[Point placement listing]
- - - -

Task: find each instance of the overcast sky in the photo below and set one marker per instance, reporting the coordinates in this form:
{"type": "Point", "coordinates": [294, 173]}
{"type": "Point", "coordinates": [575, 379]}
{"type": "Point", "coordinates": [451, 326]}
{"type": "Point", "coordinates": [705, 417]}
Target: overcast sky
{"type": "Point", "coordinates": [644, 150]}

- - - -

Goal: Render each line of the listing above as a row in a Markdown table with the columns "No." and "Line", skipping blank lines.

Task response:
| No. | Line |
|---|---|
| 1 | Task: find each instance of the overcast sky in the photo below and set one marker per instance, reporting the coordinates in this form: |
| 2 | {"type": "Point", "coordinates": [294, 173]} |
| 3 | {"type": "Point", "coordinates": [575, 379]} |
| 4 | {"type": "Point", "coordinates": [451, 326]} |
| 5 | {"type": "Point", "coordinates": [705, 417]} |
| 6 | Target: overcast sky |
| 7 | {"type": "Point", "coordinates": [644, 150]} |